Request - From the Kalenna Harper biography below, return the passage that begins with the words containing "Kalenna Harper (;" and ends with "Hip Hop: Atlanta.", copied word for word.

Document excerpt -
Kalenna Harper (; born August 13, 1982) is an American singer-songwriter, television personality, and record producer from Philadelphia, Pennsylvania. She perhaps is best known as a member of the musical duo Dirty Money with Dawn Richard; later joined by label boss Sean "Diddy" Combs to form Diddy − Dirty Money. With the group, they released the critically acclaimed album Last Train to Paris (2010), and 2 additional mixtapes until their disbandment in 2012. From 2014 to 2015, she was a supporting cast member on the VH1 reality series Love & Hip Hop: Atlanta.

Career

2004–09: Songwriting and album appearances
She wrote many songs for other artists, such as Christina Milian's "Peanut Butter & Jelly", Charlotte Church's "Moodswings (To Come at Me Like That)", Aretha Franklin's "Put You Up on Game", Pussycat Dolls' "Painted Windows" and Ciara's "Pucker Up". She was featured on Rasheeda's GA Peach on the track "Pack Ya Bags" and Timati's The Boss on the track "Sexy Bitch". A track leaked in 2008 titled "Kaboom" is a duet between Harper and Lady Gaga recorded during their sessions with Jim Jonsin, before either singer was famous.

Additional credits include, Maino (Don't Say Nothing), Three 6 Mafia (Shake My), Ciara (Kiss My Swag), Trina (Let them Hoes Fight) and Dirty Money (Love Come Down). She's also been featured on the movie soundtracks to "Phat Girls" (Stronger) and "Confessions of a Shopaholic" (Big Spender). "Let Them Hoes Fight" was originally slated to feature Gaga, but solely Harper's vocals ultimately made the record.

2009–12: Diddy-Dirty Money
Harper became a member of a group called Diddy – Dirty Money, which included Harper and former Danity Kane member Dawn Richard. The band worked heavily on Diddy's new album Last Train to Paris. They released three singles in total. "Angels" was the band's debut single and featured The Notorious B.I.G., and was officially released on November 3 (but the song had leaked to the internet in early June). The video was directed by Hype Williams. The band's second single "Love Come Down" was released later that day (November 3). Both singles appeared on Diddy's album Last Train To Paris.

Point annotation dataset rows -
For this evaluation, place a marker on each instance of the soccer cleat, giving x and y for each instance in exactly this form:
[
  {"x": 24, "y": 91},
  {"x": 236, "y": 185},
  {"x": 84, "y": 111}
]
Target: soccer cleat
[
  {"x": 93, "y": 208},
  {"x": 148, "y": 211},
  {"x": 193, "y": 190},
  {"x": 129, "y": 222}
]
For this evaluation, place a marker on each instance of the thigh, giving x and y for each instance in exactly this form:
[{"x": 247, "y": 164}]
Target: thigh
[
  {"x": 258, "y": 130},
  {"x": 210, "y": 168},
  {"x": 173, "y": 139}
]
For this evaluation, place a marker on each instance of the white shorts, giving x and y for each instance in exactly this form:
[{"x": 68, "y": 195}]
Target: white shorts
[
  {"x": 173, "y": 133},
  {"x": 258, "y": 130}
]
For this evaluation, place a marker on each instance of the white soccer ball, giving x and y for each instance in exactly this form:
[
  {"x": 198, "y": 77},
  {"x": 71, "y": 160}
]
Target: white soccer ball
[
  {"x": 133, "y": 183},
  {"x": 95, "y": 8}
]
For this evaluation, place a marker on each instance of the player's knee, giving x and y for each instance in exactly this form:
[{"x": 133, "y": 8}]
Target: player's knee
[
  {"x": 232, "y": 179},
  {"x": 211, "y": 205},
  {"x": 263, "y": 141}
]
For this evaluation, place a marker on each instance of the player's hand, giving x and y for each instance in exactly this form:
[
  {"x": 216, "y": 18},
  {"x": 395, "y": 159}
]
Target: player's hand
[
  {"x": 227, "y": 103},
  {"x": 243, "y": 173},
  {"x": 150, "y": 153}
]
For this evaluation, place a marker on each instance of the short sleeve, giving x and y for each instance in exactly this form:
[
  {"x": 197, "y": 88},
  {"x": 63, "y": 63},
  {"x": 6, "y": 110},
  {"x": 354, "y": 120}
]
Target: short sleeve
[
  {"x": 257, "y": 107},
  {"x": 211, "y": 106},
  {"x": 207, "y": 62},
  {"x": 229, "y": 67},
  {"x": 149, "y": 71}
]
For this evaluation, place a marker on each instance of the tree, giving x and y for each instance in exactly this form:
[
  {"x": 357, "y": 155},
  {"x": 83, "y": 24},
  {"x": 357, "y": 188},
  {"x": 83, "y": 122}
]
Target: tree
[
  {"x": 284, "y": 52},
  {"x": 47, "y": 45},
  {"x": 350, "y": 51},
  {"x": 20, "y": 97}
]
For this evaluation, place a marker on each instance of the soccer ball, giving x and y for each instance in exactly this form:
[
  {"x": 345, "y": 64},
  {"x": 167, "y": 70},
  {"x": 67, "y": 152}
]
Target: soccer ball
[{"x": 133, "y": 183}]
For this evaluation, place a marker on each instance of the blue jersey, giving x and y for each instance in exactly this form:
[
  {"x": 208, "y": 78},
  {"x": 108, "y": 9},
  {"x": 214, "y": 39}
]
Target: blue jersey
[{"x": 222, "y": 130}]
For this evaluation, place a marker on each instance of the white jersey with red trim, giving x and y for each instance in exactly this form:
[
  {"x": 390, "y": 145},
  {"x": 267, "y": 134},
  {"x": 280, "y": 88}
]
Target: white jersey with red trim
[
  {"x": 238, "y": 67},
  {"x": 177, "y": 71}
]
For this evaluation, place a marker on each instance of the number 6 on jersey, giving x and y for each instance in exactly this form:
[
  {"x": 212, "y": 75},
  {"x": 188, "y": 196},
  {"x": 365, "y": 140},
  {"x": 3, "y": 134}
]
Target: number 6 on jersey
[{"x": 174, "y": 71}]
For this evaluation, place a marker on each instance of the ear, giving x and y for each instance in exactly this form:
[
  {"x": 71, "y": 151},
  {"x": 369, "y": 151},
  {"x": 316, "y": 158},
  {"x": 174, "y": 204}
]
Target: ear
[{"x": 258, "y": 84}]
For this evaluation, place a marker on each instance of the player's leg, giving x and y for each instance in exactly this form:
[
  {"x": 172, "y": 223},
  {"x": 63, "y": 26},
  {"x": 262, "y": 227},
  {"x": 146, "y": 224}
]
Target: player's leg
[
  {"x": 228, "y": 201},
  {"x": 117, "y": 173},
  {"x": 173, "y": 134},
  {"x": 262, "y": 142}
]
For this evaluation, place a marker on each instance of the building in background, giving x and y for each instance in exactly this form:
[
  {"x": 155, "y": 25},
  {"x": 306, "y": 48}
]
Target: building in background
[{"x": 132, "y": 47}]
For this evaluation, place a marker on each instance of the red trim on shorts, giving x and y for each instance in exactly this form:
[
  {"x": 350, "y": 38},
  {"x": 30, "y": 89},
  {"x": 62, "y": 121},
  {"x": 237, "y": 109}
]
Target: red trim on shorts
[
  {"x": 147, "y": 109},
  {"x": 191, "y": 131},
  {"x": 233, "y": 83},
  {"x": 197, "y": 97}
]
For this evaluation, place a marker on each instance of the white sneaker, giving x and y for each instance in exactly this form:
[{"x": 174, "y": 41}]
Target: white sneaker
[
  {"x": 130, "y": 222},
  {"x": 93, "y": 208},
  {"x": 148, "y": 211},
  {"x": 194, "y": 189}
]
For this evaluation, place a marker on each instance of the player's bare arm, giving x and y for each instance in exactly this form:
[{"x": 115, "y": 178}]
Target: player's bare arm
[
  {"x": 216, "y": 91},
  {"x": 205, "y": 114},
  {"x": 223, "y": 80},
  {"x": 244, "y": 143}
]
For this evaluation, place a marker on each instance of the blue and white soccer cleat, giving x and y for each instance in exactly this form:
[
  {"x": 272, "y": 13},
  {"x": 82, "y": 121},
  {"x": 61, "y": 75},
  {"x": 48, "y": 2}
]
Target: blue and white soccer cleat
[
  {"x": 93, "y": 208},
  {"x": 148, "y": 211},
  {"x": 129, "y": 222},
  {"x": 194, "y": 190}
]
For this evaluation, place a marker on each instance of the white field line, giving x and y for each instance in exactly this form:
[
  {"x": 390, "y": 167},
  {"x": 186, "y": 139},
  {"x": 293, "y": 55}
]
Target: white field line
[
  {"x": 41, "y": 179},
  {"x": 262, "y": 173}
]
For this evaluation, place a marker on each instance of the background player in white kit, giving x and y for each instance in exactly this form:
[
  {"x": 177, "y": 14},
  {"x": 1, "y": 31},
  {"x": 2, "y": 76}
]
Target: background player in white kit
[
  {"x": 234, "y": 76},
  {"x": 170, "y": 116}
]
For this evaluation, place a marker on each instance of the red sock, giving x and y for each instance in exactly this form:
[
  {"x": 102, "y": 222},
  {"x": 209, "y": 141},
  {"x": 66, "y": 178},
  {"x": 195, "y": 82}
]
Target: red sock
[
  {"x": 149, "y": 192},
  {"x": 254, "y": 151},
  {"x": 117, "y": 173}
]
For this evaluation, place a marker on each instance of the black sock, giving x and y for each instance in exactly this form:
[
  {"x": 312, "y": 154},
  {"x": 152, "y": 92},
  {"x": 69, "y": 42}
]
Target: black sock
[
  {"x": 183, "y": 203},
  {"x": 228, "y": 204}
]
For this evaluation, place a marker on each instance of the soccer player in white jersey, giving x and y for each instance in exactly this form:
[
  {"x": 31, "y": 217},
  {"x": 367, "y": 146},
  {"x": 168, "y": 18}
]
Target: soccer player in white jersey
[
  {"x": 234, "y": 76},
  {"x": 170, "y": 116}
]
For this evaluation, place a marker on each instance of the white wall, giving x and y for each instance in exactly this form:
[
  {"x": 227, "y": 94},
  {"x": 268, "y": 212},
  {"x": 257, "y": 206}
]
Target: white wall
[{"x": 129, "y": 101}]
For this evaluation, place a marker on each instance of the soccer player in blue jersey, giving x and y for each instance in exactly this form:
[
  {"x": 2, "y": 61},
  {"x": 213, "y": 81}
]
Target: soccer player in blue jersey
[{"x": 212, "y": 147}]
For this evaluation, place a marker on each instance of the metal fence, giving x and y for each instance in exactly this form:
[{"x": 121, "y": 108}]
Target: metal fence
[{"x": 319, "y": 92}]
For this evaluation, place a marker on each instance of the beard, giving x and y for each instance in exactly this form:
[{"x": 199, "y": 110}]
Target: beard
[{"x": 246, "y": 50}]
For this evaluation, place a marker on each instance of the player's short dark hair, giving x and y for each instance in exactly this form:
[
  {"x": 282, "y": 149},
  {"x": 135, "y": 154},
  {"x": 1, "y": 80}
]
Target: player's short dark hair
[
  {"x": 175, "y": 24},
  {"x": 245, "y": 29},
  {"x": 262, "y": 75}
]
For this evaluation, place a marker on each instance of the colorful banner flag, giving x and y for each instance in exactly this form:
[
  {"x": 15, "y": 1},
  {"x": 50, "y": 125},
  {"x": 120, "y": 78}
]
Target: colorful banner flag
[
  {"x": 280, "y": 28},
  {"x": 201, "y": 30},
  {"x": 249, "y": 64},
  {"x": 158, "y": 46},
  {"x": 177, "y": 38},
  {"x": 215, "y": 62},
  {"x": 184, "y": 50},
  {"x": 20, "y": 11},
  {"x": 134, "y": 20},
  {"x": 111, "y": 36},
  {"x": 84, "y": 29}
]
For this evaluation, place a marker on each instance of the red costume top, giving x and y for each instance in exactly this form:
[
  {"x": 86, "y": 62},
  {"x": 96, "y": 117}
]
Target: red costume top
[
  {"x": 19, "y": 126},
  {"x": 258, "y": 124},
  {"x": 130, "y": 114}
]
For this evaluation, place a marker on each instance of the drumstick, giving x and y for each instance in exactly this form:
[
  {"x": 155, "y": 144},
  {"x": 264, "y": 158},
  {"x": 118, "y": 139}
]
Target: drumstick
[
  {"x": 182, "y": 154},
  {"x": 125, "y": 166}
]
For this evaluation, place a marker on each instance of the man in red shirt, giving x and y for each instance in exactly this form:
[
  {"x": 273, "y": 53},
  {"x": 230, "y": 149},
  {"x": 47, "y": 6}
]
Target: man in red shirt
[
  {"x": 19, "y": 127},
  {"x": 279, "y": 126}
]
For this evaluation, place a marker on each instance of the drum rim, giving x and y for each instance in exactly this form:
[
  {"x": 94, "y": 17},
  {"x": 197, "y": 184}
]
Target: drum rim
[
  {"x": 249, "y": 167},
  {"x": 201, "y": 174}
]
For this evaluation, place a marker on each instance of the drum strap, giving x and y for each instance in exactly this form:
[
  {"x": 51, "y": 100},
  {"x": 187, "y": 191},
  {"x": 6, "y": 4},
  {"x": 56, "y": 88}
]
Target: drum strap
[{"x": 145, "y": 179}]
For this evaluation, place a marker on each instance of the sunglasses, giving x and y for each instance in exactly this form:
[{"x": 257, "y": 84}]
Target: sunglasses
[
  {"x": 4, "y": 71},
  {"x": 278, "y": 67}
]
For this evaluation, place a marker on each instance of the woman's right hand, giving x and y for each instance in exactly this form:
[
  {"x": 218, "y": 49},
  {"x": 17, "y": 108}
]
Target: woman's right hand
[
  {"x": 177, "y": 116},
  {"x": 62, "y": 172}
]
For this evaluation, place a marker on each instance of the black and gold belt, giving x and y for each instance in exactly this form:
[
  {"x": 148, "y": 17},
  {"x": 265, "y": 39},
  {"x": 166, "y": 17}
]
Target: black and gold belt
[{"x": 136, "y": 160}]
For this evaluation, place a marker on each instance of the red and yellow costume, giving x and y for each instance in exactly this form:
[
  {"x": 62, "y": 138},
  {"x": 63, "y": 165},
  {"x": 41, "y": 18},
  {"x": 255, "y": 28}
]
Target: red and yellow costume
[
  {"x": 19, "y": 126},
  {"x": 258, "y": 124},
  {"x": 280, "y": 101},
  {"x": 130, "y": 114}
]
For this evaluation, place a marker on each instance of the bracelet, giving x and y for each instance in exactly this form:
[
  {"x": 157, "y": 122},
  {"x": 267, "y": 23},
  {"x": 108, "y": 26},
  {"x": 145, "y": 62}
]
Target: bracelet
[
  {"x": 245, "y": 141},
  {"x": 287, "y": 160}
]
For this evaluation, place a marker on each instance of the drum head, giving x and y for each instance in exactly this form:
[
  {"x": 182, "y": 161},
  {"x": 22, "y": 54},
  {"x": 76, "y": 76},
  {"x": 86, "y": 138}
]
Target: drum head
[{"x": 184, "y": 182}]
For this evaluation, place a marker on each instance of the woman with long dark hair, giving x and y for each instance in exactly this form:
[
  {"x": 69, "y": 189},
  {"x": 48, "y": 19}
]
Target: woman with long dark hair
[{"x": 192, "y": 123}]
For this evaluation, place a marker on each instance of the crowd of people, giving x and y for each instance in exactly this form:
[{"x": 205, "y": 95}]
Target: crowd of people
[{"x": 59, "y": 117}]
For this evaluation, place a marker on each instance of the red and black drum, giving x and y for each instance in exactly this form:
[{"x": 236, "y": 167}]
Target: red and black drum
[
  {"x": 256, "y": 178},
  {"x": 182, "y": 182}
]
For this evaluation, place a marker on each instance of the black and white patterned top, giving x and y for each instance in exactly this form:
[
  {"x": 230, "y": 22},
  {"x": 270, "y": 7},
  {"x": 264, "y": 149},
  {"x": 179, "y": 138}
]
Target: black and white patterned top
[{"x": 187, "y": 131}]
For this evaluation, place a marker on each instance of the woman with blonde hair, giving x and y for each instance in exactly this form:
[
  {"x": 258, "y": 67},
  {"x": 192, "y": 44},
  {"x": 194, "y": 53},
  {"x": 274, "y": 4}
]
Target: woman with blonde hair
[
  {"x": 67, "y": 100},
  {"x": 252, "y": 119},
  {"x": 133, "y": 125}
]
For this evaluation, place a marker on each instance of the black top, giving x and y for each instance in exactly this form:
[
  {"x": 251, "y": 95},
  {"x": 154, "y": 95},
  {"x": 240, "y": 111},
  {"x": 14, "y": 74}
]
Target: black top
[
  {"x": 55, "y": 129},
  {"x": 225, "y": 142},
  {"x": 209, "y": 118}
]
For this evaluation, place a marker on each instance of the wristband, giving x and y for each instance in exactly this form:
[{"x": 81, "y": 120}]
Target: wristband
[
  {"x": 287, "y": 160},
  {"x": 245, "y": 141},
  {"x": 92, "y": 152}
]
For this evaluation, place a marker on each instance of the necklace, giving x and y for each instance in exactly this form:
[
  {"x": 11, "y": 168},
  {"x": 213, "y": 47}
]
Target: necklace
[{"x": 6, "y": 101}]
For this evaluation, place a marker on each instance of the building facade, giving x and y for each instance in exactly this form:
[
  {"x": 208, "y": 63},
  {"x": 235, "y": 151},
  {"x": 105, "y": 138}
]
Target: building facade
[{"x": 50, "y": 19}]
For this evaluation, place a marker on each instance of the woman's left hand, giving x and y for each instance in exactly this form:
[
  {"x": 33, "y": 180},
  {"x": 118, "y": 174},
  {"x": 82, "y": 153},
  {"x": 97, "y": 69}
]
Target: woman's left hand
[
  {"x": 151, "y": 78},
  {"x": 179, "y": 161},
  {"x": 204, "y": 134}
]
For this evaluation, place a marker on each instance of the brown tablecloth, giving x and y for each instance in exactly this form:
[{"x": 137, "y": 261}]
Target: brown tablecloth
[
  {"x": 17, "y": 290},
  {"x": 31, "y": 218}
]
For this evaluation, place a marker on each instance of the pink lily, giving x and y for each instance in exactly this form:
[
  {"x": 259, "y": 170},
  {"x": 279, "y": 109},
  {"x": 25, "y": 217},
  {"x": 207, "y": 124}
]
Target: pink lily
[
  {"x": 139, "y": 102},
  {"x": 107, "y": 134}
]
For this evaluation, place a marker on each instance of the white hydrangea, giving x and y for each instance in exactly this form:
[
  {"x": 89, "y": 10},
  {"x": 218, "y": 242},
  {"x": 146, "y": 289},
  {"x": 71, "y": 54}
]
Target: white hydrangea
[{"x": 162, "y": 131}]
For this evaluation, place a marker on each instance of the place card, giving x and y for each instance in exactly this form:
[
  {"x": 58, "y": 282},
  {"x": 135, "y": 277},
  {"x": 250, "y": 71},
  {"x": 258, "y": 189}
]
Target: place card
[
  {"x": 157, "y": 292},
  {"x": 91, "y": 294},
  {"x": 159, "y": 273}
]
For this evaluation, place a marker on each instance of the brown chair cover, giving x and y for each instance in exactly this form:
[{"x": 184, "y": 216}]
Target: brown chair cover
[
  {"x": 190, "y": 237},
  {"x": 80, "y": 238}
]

Solution -
Kalenna Harper (; born August 13, 1982) is an American singer-songwriter, television personality, and record producer from Philadelphia, Pennsylvania. She perhaps is best known as a member of the musical duo Dirty Money with Dawn Richard; later joined by label boss Sean "Diddy" Combs to form Diddy − Dirty Money. With the group, they released the critically acclaimed album Last Train to Paris (2010), and 2 additional mixtapes until their disbandment in 2012. From 2014 to 2015, she was a supporting cast member on the VH1 reality series Love & Hip Hop: Atlanta.